Could you condense the paragraph beginning "The median income for a household" from the Presidio County excerpt below into a short bulleted list that keeps its main figures?

[begin EXTRACT TO READ]

In the county, the population was spread out with 32.70% under the age of 18, 8.30% from 18 to 24, 24.90% from 25 to 44, 20.20% from 45 to 64, and 13.90% who were 65 years of age or older. The median age was 33 years. For every 100 females there were 94.30 males. For every 100 females age 18 and over, there were 92.00 males.
The median income for a household in the county was $19,860, and the median income for a family was $22,314. Males had a median income of $23,218 versus $16,208 for females. The per capita income for the county was $9,558. About 32.50% of families and 36.40% of the population were below the poverty line, including 43.40% of those under age 18 and 44.10% of those age 65 or over. The county's per-capita income makes it one of the poorest counties in the United States.
Cities and towns
CDPs
Other unincorporated areas
Education
Marfa Independent School District serves eastern Presidio County while Presidio Independent School District serves western Presidio County
Presidential elections
The county is reliably Democratic. In the 2008 U.S. Presidential Election Barack Obama received 71.3% of the county's vote.[3]
The county has at times given higher than average support for third party or independent candidates. In 1984 it gave Lyndon LaRouche 3.84%, which might be the highest percentage he received in the nation in that election.[4]
History
The area around the present town of Presidio on the Rio Grande, known as La Junta de los Ríos, is believed to be the oldest continuously cultivated farmland in Texas. About 1500 B.C. Indian tribal nations of the area were principally corn farmers of the Cochise culture who had settled there to use the abundant water, fertile farmland, and bountiful game. Long before the Spaniards appeared in La Junta the natives formed two main tribes, the Julimes and the Jumanos who had earlier replaced the long-time indigenous Anazazi and Magillon tribes. The first Europeans to find the area were probably the Spaniards of the lost expedition of Álvar Núñez Cabeza de Vaca in their epic quest across the South-Eastern United States. They are estimated to have crossed on their trek across Texas to the area of La Junta in December 1535. They found the Indians living in pueblos and raising large crops of corn, beans, squash. Both the Julimes and Jumanos later succumbed to Spanish influence, culture and myscegination. The Julimes who Cabeza de Vaca described as an almost magical and mythical people vanished in an attempt to remain aloof from the Spaniards. The Jumanos lost their identity and self-sufficiency by becoming good subjects of the Spanish crown and later myscegenated with Spanish and Mezitzo settlers.

[end EXTRACT TO READ]
[begin RECORDED DATA]

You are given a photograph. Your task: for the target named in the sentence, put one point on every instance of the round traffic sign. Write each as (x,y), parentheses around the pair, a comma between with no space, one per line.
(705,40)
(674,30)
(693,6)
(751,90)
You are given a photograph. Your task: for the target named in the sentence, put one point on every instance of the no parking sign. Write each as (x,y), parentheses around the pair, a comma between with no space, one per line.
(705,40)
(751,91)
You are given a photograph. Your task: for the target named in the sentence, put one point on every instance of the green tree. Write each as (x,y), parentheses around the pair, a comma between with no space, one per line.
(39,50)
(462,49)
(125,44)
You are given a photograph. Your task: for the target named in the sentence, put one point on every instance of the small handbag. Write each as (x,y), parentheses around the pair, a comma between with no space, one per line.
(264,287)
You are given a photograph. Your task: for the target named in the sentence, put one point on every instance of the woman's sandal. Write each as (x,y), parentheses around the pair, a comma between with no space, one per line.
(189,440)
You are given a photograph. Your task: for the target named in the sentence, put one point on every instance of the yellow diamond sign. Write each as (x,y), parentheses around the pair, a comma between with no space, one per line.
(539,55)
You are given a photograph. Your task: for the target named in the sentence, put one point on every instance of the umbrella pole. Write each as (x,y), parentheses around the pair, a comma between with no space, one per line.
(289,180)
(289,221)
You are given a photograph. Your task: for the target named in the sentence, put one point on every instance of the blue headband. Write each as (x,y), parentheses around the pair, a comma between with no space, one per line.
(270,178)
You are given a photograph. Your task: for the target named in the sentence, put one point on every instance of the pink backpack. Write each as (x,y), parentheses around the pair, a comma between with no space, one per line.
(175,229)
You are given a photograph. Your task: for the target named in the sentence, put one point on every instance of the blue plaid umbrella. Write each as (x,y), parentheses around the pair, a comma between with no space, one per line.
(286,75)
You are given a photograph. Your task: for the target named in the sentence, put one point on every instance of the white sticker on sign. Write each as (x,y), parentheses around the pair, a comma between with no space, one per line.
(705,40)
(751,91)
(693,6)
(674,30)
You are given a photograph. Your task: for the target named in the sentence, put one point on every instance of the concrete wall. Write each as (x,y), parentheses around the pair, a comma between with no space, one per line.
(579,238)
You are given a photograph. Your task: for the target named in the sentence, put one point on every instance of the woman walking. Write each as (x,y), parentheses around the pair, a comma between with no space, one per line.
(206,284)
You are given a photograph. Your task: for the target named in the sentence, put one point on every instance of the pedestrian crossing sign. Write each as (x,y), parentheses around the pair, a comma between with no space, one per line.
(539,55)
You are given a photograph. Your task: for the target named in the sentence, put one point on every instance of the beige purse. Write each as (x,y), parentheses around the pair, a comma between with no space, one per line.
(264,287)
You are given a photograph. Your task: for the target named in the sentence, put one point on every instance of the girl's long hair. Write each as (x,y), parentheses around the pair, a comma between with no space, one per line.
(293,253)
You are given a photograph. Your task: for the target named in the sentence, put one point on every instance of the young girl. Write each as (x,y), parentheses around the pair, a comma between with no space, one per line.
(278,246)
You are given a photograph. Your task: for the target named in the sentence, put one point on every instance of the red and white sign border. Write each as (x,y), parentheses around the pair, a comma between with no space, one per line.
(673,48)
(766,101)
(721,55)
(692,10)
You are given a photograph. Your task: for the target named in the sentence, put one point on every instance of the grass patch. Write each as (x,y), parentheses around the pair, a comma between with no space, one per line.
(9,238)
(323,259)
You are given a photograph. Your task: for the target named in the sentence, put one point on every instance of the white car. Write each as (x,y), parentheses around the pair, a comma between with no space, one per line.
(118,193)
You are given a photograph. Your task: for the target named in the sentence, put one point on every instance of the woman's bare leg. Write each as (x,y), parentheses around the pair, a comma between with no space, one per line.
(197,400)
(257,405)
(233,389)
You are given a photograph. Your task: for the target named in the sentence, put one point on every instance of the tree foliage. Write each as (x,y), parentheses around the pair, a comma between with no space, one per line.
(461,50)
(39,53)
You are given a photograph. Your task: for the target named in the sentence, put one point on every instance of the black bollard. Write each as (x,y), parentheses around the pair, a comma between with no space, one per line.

[end RECORDED DATA]

**ANSWER TO THE TASK:**
- Median household income: $19,860; median family income: $22,314
- Median income for males: $23,218; for females: $16,208
- Per capita income: $9,558, making it one of the poorest counties in the United States
- Below the poverty line: 32.50% of families and 36.40% of the population, including 43.40% of those under 18 and 44.10% of those 65 or over